Saved entries
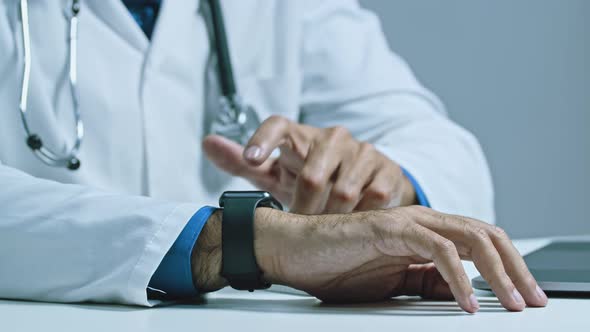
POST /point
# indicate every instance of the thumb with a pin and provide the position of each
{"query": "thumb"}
(228, 156)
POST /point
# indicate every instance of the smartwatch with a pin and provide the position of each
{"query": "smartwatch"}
(238, 262)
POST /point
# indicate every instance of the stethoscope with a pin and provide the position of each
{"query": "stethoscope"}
(234, 120)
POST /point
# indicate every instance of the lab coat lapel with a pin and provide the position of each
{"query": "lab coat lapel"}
(116, 16)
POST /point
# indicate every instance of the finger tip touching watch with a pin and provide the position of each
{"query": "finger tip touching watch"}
(239, 266)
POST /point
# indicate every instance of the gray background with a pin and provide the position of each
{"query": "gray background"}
(517, 74)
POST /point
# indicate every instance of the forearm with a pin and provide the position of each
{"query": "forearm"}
(207, 254)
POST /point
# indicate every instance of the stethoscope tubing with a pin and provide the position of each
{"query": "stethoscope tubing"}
(45, 154)
(236, 119)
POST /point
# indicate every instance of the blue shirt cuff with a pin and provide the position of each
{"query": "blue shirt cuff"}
(173, 279)
(420, 195)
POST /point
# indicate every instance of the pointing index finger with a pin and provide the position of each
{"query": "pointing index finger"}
(272, 133)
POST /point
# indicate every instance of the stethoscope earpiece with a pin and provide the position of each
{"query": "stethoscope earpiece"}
(34, 142)
(73, 164)
(236, 120)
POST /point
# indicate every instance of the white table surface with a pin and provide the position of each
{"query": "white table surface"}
(230, 310)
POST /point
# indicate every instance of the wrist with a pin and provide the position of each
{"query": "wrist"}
(408, 192)
(206, 257)
(269, 233)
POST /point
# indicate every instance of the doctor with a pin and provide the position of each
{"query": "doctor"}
(113, 141)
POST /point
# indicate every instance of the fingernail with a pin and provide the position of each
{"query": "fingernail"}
(474, 303)
(517, 297)
(541, 294)
(253, 152)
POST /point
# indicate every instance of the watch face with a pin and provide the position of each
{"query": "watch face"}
(245, 194)
(259, 195)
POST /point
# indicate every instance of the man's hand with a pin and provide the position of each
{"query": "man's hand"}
(374, 255)
(318, 171)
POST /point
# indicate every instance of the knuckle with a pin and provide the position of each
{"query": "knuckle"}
(277, 121)
(379, 194)
(499, 233)
(366, 148)
(530, 281)
(312, 181)
(446, 248)
(416, 210)
(347, 195)
(478, 234)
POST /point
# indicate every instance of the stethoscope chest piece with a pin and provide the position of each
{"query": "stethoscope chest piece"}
(235, 120)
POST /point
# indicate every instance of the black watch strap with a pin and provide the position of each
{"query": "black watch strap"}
(239, 264)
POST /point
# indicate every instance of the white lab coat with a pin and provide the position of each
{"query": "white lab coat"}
(92, 234)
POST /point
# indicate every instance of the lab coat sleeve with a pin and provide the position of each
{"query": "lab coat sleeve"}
(69, 243)
(352, 79)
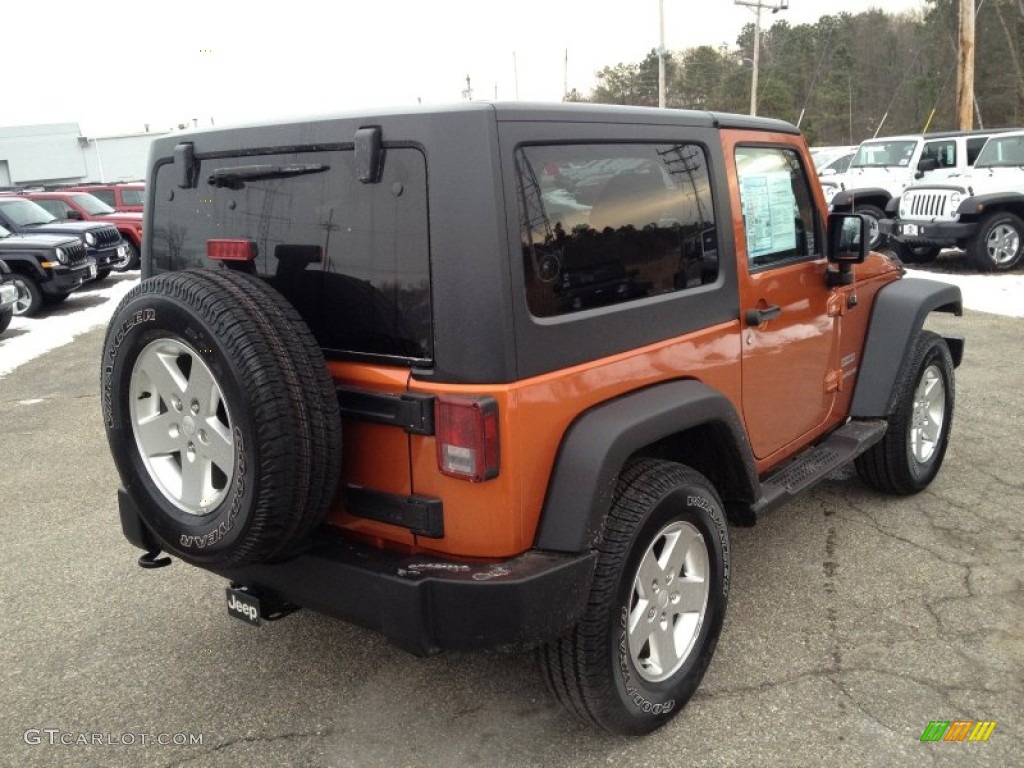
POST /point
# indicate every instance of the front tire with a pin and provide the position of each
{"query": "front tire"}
(909, 455)
(30, 295)
(998, 246)
(873, 215)
(655, 607)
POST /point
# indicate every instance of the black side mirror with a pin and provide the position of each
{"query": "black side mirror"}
(927, 164)
(848, 239)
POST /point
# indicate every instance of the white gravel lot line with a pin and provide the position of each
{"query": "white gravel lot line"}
(46, 333)
(995, 294)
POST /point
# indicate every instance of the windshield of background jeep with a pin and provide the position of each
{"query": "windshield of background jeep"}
(26, 213)
(883, 154)
(1004, 151)
(132, 197)
(352, 258)
(91, 205)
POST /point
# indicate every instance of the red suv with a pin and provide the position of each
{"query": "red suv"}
(86, 207)
(127, 197)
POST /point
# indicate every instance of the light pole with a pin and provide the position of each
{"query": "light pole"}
(756, 6)
(660, 53)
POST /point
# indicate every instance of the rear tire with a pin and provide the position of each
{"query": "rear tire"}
(909, 455)
(655, 606)
(221, 417)
(998, 246)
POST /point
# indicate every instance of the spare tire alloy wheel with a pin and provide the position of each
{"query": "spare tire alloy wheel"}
(221, 417)
(909, 455)
(656, 603)
(182, 426)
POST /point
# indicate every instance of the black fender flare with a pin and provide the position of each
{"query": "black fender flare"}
(897, 315)
(846, 199)
(25, 263)
(597, 444)
(1005, 201)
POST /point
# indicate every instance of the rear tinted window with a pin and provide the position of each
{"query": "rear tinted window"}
(130, 197)
(352, 258)
(104, 195)
(609, 223)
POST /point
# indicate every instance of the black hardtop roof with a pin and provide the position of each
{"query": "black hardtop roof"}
(315, 128)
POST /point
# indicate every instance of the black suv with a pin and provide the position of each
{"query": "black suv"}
(8, 297)
(44, 267)
(103, 243)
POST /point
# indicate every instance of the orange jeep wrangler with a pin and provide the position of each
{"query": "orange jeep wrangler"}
(503, 375)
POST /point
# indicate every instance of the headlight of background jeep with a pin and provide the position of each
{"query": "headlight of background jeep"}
(905, 205)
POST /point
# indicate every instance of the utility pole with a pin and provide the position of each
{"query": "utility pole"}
(965, 68)
(660, 53)
(756, 6)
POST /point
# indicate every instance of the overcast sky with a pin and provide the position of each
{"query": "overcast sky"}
(121, 64)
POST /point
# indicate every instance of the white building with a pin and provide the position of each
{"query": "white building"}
(55, 154)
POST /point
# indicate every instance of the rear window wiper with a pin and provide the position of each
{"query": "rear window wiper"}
(235, 178)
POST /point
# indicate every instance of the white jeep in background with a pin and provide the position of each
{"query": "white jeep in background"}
(980, 211)
(883, 168)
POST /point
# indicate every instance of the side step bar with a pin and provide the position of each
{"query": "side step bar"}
(841, 448)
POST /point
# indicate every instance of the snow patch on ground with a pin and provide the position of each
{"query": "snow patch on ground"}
(28, 338)
(996, 294)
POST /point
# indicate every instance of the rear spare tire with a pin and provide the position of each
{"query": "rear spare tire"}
(220, 415)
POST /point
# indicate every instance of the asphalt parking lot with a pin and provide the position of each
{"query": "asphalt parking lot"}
(854, 621)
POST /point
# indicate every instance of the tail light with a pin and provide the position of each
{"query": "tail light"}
(466, 430)
(230, 250)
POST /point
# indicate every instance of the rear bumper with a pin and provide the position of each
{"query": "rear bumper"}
(424, 604)
(929, 232)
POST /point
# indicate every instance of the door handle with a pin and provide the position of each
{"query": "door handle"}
(757, 316)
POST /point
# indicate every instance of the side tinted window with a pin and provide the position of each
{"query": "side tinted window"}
(352, 258)
(610, 223)
(974, 147)
(779, 217)
(128, 198)
(104, 195)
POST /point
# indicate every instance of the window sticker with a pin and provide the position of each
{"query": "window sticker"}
(769, 213)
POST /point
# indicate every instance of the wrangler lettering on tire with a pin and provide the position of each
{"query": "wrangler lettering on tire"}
(656, 605)
(220, 415)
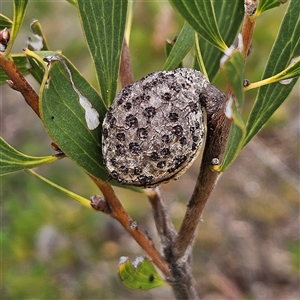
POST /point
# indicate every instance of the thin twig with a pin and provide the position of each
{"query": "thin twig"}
(162, 219)
(218, 126)
(126, 74)
(119, 213)
(19, 83)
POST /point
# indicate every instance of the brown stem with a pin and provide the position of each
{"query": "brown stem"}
(162, 219)
(118, 213)
(247, 32)
(19, 83)
(126, 74)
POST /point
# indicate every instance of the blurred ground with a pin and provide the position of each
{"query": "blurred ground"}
(246, 248)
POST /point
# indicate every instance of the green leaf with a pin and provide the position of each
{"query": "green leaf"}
(201, 16)
(235, 139)
(81, 200)
(21, 63)
(73, 2)
(103, 23)
(264, 5)
(37, 30)
(68, 106)
(285, 48)
(19, 12)
(233, 71)
(5, 22)
(139, 275)
(229, 15)
(12, 160)
(182, 46)
(284, 77)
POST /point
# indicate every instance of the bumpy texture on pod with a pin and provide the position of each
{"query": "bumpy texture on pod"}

Work to be completed: Whenever the word "texture" shows up in a line of the entries, copy that line.

Completed exercise:
# indicate every instance of the bumpy texture on pod with a pin and provide the position of each
{"query": "bumpy texture on pod"}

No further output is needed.